YOUR GOAL
The answer must reproduce all of the data below exactly and contain no images.

RAW DATA

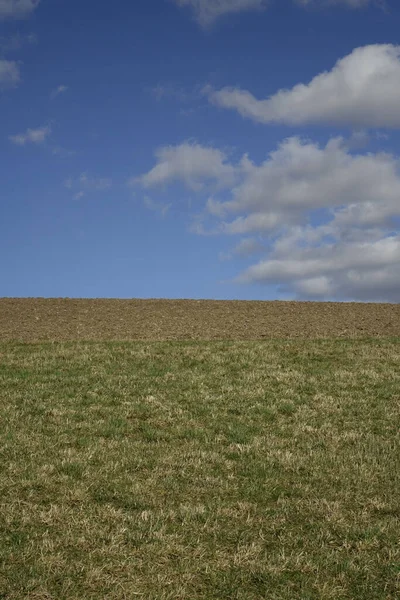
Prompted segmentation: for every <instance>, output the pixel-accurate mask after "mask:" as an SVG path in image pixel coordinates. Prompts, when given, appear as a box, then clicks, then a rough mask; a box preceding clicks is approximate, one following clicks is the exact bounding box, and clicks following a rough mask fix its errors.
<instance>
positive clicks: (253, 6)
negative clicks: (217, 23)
mask: <svg viewBox="0 0 400 600" xmlns="http://www.w3.org/2000/svg"><path fill="white" fill-rule="evenodd" d="M173 2H175V4H177V5H178V6H188V7H190V8H191V9H192V10H193V11H194V14H195V17H196V20H197V21H198V23H199V24H200V25H201V26H202V27H209V26H210V25H212V24H213V23H214V22H215V21H216V20H217V19H218V18H219V17H222V16H224V15H227V14H233V13H240V12H244V11H248V10H262V9H263V8H265V6H266V5H267V3H268V0H173Z"/></svg>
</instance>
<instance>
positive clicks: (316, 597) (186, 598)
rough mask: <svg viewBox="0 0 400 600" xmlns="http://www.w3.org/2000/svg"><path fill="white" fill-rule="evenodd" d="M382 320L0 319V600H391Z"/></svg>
mask: <svg viewBox="0 0 400 600" xmlns="http://www.w3.org/2000/svg"><path fill="white" fill-rule="evenodd" d="M399 320H400V312H399V306H397V305H378V304H369V305H367V304H334V303H332V304H331V303H327V304H323V303H294V302H266V303H263V302H211V301H200V302H197V301H175V300H173V301H166V300H148V301H147V300H132V301H125V300H35V299H26V300H25V299H24V300H18V299H4V300H0V598H4V599H7V600H98V599H99V598H107V599H110V600H125V599H128V598H129V599H135V598H142V599H145V600H262V599H268V600H398V599H399V598H400V545H399V531H400V501H399V498H400V496H399V490H400V324H399ZM27 342H28V343H27Z"/></svg>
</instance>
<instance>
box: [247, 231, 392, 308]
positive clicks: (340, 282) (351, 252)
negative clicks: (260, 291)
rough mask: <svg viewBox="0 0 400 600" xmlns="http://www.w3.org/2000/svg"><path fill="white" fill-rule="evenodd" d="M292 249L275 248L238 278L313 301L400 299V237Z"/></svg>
mask: <svg viewBox="0 0 400 600" xmlns="http://www.w3.org/2000/svg"><path fill="white" fill-rule="evenodd" d="M291 250H292V251H291V252H290V253H288V252H287V251H286V253H285V252H280V253H279V251H277V250H275V251H274V252H272V253H271V256H269V257H268V259H267V260H263V261H261V262H259V263H258V264H256V265H253V266H251V267H250V268H249V269H247V270H246V271H245V272H244V273H243V274H242V275H240V276H239V277H238V278H237V280H238V281H240V282H242V283H250V282H252V283H253V282H258V283H275V284H278V285H280V286H281V289H282V291H284V290H285V291H290V292H295V293H296V294H297V296H298V297H308V298H313V299H326V298H337V299H340V298H347V299H353V300H370V301H393V302H398V301H399V298H400V296H399V294H400V235H398V234H394V235H390V236H387V237H382V238H380V239H378V240H363V241H359V242H357V241H355V242H335V243H332V244H327V245H325V246H318V247H307V248H301V247H299V245H298V244H297V245H293V247H292V249H291Z"/></svg>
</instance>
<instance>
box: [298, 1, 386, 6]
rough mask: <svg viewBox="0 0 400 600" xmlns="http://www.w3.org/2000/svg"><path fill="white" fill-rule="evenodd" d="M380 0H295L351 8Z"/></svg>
mask: <svg viewBox="0 0 400 600" xmlns="http://www.w3.org/2000/svg"><path fill="white" fill-rule="evenodd" d="M376 1H377V2H380V0H295V2H296V3H297V4H300V5H301V6H324V7H325V6H330V5H340V4H343V5H344V6H348V7H349V8H364V7H365V6H367V5H368V4H372V3H374V2H376Z"/></svg>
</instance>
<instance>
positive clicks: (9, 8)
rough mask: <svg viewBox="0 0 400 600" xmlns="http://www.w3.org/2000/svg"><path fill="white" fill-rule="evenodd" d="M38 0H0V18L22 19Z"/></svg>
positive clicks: (33, 8)
mask: <svg viewBox="0 0 400 600" xmlns="http://www.w3.org/2000/svg"><path fill="white" fill-rule="evenodd" d="M39 2H40V0H0V20H2V19H24V18H25V17H28V16H29V15H30V14H31V13H32V12H33V11H34V10H35V8H37V6H38V5H39Z"/></svg>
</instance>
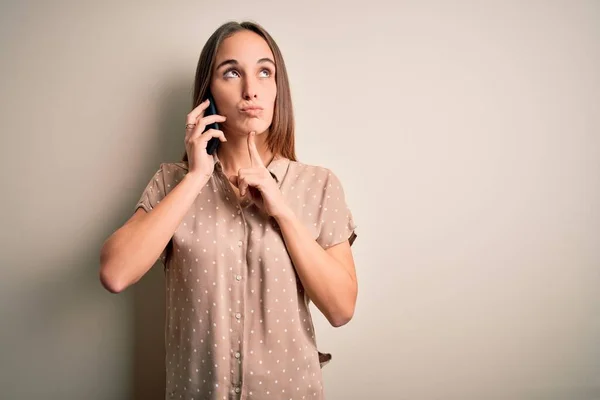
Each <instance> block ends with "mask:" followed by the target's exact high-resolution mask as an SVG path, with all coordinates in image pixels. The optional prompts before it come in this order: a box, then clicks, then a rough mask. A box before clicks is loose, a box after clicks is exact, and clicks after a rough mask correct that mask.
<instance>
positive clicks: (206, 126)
mask: <svg viewBox="0 0 600 400" xmlns="http://www.w3.org/2000/svg"><path fill="white" fill-rule="evenodd" d="M206 98H207V99H208V100H209V101H210V103H209V104H208V108H207V109H206V110H205V111H204V116H205V117H207V116H209V115H215V114H217V107H216V106H215V99H213V97H212V94H211V93H210V92H209V93H208V94H207V96H206ZM209 129H219V124H218V123H216V122H213V123H212V124H208V125H206V128H204V132H206V131H207V130H209ZM220 143H221V140H220V139H219V138H211V139H210V140H209V141H208V144H207V145H206V152H207V153H208V154H210V155H212V154H213V153H214V152H215V151H217V148H218V147H219V144H220Z"/></svg>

YOUR RESPONSE
Prompted segmentation: for every <instance>, output the pixel-accurate mask after "mask:" as an SVG path in image pixel coordinates. Prompts, when given, appear as a box, then clicks, then a rough mask; a box preceding clicks is approximate, one following clicks is the exact bounding box, and clicks following a rough mask fix its errors.
<instance>
positive clicks: (253, 6)
negative clicks: (217, 23)
mask: <svg viewBox="0 0 400 600" xmlns="http://www.w3.org/2000/svg"><path fill="white" fill-rule="evenodd" d="M173 2H175V4H177V5H178V6H188V7H190V8H191V9H192V10H193V11H194V14H195V17H196V20H197V21H198V23H199V24H200V25H201V26H202V27H209V26H210V25H212V24H213V23H214V22H215V21H216V20H217V19H218V18H219V17H222V16H224V15H227V14H233V13H240V12H244V11H248V10H262V9H263V8H265V6H266V5H267V3H268V0H173Z"/></svg>
</instance>
<instance>
positive clicks: (316, 597) (186, 598)
rough mask: <svg viewBox="0 0 400 600" xmlns="http://www.w3.org/2000/svg"><path fill="white" fill-rule="evenodd" d="M382 320L0 319V600H391Z"/></svg>
mask: <svg viewBox="0 0 400 600" xmlns="http://www.w3.org/2000/svg"><path fill="white" fill-rule="evenodd" d="M399 320H400V312H399V306H397V305H378V304H369V305H367V304H334V303H332V304H331V303H327V304H323V303H294V302H266V303H263V302H211V301H200V302H197V301H175V300H173V301H166V300H148V301H147V300H132V301H125V300H35V299H26V300H25V299H24V300H18V299H4V300H0V598H4V599H7V600H98V599H99V598H107V599H110V600H125V599H128V598H129V599H135V598H142V599H145V600H262V599H268V600H398V599H399V598H400V545H399V531H400V501H399V498H400V496H399V490H400V324H399ZM27 342H28V343H27Z"/></svg>
</instance>
<instance>
box: [247, 231, 392, 308]
positive clicks: (340, 282) (351, 252)
negative clicks: (260, 291)
rough mask: <svg viewBox="0 0 400 600" xmlns="http://www.w3.org/2000/svg"><path fill="white" fill-rule="evenodd" d="M292 249L275 248L238 278L313 301L400 299V237Z"/></svg>
mask: <svg viewBox="0 0 400 600" xmlns="http://www.w3.org/2000/svg"><path fill="white" fill-rule="evenodd" d="M291 250H292V251H291V252H290V253H288V252H287V251H286V253H285V252H280V253H279V251H277V250H275V251H274V252H272V253H271V256H269V257H268V259H267V260H263V261H261V262H259V263H258V264H256V265H253V266H251V267H250V268H249V269H247V270H246V271H245V272H244V273H243V274H242V275H240V276H239V277H238V278H237V280H238V281H240V282H242V283H250V282H252V283H253V282H258V283H275V284H278V285H280V286H281V289H282V291H284V290H285V291H290V292H295V293H296V294H297V296H298V297H308V298H313V299H326V298H337V299H340V298H347V299H353V300H370V301H393V302H398V301H399V298H400V296H399V294H400V235H398V234H394V235H390V236H387V237H382V238H380V239H378V240H363V241H359V242H357V241H355V242H335V243H332V244H327V245H325V246H318V247H307V248H301V247H299V245H298V244H297V245H293V247H292V249H291Z"/></svg>
</instance>
<instance>
box: [298, 1, 386, 6]
rough mask: <svg viewBox="0 0 400 600" xmlns="http://www.w3.org/2000/svg"><path fill="white" fill-rule="evenodd" d="M380 0H295L351 8Z"/></svg>
mask: <svg viewBox="0 0 400 600" xmlns="http://www.w3.org/2000/svg"><path fill="white" fill-rule="evenodd" d="M376 1H377V2H380V0H295V2H296V3H297V4H300V5H301V6H324V7H325V6H330V5H340V4H343V5H344V6H348V7H349V8H364V7H365V6H367V5H368V4H372V3H374V2H376Z"/></svg>
</instance>
<instance>
positive clicks: (9, 8)
rough mask: <svg viewBox="0 0 400 600" xmlns="http://www.w3.org/2000/svg"><path fill="white" fill-rule="evenodd" d="M38 0H0V18L22 19Z"/></svg>
positive clicks: (33, 8)
mask: <svg viewBox="0 0 400 600" xmlns="http://www.w3.org/2000/svg"><path fill="white" fill-rule="evenodd" d="M39 2H40V0H0V20H2V19H24V18H25V17H28V16H29V15H30V14H31V13H32V12H33V11H34V10H35V8H37V6H38V5H39Z"/></svg>
</instance>
Each <instance> block ends with "mask:" followed by the target's exact high-resolution mask as an SVG path, with all coordinates in image pixels. The optional prompts before it come in this order: a box, then clicks, then a rough mask. A box before clicks is loose, a box after clicks is exact, and clicks after a rough mask correct that mask.
<instance>
positive clicks: (206, 126)
mask: <svg viewBox="0 0 600 400" xmlns="http://www.w3.org/2000/svg"><path fill="white" fill-rule="evenodd" d="M206 98H207V99H208V100H209V101H210V103H209V104H208V108H207V109H206V110H205V111H204V116H205V117H207V116H209V115H215V114H217V107H216V106H215V99H213V97H212V94H211V93H210V92H209V93H208V94H207V96H206ZM209 129H219V124H218V123H216V122H213V123H212V124H208V125H206V128H204V132H206V131H207V130H209ZM220 143H221V140H220V139H219V138H211V139H210V140H209V141H208V144H207V145H206V152H207V153H208V154H210V155H212V154H213V153H214V152H215V151H217V148H218V147H219V144H220Z"/></svg>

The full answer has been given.